We look at the background of Asian Citrus, owner of a former Tropicana orange plantation in Guangxi, whose lease was terminated in mysterious circumstances, and the chaotic HK debut last week in which HK$291m changed hands at inflated prices. In response to numerous investor e-mails we consider what action they might take. The HK Law Reform Commission has proposed allowing class actions - add your voice to that.

Asian Citrus fiasco
30 November 2009

This article responds to numerous e-mails Webb-site has received from people who bought shares of orange-grower Asian Citrus Holdings Ltd (Asian Citrus, 0073.HK, ACHL.L) at inflated prices on its HK debut last week.

Problems and tasks:
**A.** From the Asian Citrus article, give again everything from "This article responds" down to "debut last week.".
**B.** Using the Asian Citrus article, answer yes or no to each statement and quote the words that decide it: (i) HK$291m changed hands during the Asian Citrus debut in Hong Kong. (ii) The former Tropicana orange plantation is in Guangdong. (iii) The HK Law Reform Commission has proposed allowing class actions.

Stored data:

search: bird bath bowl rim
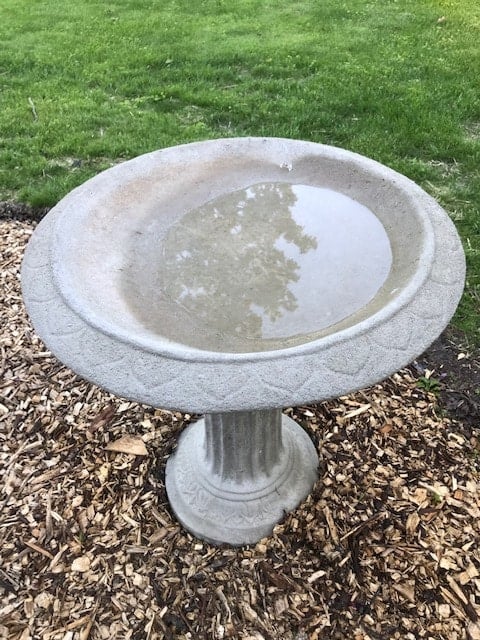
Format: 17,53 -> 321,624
22,137 -> 465,413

Results by task:
**A.**
This article responds to numerous e-mails Webb-site has received from people who bought shares of orange-grower Asian Citrus Holdings Ltd (Asian Citrus, 0073.HK, ACHL.L) at inflated prices on its HK debut last week.

**B.**
(i) Yes: "the chaotic HK debut last week in which HK$291m changed hands at inflated prices."
(ii) No: "a former Tropicana orange plantation in Guangxi."
(iii) Yes: "The HK Law Reform Commission has proposed allowing class actions."